* BEGIN GIVEN ENTRIES *

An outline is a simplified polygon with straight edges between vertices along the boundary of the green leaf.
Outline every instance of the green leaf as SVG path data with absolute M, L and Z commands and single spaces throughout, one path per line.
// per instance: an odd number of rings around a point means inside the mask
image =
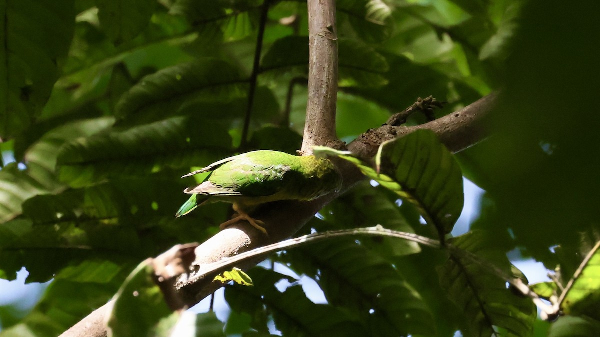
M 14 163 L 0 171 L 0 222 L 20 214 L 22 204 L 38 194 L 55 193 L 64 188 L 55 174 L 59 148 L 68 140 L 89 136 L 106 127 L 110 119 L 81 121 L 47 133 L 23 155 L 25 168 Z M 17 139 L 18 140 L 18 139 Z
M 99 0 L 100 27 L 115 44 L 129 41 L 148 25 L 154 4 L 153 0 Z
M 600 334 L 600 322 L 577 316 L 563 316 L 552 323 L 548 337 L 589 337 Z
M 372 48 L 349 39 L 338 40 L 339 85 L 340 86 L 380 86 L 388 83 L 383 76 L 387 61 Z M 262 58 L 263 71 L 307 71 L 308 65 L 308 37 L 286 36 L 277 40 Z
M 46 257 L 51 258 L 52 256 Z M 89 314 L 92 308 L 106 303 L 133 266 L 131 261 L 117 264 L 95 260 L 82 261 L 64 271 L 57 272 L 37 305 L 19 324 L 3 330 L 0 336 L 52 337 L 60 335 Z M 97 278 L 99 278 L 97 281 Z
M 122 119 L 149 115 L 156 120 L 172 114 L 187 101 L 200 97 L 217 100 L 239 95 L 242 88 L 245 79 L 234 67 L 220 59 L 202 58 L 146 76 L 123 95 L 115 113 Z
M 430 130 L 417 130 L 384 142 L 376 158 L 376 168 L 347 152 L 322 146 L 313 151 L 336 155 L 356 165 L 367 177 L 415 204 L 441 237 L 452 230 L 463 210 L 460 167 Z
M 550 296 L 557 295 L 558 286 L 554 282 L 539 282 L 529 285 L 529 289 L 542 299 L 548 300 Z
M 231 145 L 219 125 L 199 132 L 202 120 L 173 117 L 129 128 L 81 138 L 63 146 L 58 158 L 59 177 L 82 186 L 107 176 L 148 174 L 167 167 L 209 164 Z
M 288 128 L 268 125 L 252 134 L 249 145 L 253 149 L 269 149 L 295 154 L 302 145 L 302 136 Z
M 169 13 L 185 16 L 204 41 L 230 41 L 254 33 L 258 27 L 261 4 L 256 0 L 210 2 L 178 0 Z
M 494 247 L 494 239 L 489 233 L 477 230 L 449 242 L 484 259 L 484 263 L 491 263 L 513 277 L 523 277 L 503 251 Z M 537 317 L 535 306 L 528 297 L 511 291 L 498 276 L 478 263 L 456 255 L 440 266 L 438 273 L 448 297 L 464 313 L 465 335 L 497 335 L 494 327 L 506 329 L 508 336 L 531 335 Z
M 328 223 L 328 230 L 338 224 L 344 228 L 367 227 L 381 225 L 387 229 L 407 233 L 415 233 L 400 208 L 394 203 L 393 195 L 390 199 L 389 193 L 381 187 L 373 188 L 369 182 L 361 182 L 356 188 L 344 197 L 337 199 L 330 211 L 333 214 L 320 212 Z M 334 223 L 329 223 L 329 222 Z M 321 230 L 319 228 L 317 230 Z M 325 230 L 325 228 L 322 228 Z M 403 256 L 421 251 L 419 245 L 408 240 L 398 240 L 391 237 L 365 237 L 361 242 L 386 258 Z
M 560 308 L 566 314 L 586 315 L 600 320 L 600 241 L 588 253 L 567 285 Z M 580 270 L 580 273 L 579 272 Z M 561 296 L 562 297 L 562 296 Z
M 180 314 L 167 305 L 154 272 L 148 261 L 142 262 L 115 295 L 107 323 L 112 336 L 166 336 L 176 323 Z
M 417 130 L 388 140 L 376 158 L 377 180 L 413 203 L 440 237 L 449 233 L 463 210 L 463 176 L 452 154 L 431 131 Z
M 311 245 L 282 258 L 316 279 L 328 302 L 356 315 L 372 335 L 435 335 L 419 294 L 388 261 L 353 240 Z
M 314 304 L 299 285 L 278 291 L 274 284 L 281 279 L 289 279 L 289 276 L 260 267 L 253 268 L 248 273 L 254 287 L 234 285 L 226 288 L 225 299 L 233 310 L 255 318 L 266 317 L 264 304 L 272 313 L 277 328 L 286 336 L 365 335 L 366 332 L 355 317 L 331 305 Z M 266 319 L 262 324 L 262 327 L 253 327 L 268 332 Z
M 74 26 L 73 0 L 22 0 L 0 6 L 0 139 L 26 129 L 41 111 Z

* END GIVEN ENTRIES *
* BEGIN GIVEN ENTRIES *

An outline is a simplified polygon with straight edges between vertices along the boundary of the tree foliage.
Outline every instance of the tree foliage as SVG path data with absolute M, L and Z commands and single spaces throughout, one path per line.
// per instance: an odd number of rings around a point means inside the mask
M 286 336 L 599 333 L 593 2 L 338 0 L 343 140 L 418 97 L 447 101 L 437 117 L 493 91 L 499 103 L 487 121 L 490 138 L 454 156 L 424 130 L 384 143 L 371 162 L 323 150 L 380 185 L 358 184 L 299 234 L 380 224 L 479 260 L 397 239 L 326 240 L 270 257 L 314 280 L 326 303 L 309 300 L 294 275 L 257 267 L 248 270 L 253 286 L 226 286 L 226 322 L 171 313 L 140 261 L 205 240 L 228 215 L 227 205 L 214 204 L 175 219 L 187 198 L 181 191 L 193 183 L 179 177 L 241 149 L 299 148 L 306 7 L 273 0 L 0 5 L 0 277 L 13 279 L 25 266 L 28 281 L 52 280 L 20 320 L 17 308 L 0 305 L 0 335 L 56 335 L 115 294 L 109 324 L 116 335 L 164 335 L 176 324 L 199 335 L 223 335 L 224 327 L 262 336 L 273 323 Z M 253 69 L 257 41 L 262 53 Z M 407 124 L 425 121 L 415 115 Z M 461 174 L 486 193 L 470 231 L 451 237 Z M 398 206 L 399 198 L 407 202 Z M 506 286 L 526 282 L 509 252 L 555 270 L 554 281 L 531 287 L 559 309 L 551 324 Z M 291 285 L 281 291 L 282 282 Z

* END GIVEN ENTRIES *
* BEGIN GIVEN ENTRIES *

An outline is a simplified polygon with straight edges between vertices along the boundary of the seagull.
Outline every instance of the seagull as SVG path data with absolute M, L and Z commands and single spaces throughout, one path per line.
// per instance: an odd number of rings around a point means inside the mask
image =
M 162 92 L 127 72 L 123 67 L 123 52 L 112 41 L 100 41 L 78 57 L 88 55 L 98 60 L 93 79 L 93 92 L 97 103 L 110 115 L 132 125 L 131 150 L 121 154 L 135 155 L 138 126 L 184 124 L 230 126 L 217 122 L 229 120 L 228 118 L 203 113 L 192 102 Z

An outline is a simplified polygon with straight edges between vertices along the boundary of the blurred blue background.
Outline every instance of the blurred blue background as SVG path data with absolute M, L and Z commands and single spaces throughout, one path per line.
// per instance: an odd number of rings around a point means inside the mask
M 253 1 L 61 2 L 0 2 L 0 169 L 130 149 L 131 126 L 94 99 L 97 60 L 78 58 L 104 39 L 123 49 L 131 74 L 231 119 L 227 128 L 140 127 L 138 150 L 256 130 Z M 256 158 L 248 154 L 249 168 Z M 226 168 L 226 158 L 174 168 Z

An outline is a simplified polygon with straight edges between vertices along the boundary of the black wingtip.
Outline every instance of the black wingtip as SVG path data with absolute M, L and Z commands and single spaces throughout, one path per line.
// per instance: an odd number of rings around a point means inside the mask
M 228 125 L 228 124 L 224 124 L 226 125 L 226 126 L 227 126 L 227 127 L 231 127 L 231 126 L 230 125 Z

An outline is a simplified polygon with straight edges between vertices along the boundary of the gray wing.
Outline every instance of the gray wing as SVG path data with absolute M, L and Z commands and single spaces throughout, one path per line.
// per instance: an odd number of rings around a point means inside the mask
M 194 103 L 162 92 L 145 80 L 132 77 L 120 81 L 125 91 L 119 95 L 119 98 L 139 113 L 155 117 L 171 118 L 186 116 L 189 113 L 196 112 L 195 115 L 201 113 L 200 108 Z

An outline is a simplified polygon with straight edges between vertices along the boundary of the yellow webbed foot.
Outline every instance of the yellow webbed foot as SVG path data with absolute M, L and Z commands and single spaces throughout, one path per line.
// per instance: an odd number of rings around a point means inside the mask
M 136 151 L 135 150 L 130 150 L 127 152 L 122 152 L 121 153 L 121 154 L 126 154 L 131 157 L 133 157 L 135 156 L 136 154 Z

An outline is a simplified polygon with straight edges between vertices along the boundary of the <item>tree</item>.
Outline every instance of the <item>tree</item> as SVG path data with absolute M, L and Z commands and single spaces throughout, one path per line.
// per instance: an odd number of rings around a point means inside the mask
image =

* END GIVEN ENTRIES *

■ WHAT YOU NEED TO DO
Print the lines above word for word, beginning at the line that contains "the green leaf." and stopping after the line that contains "Outline every instance of the green".

■ FINISHED TASK
An outline is a simplified polygon with straight edges between vertices along the boundary of the green leaf.
Outline every instance of the green leaf as SVG path data with absolute M, L and Z commands and single spaces throughout, one path per line.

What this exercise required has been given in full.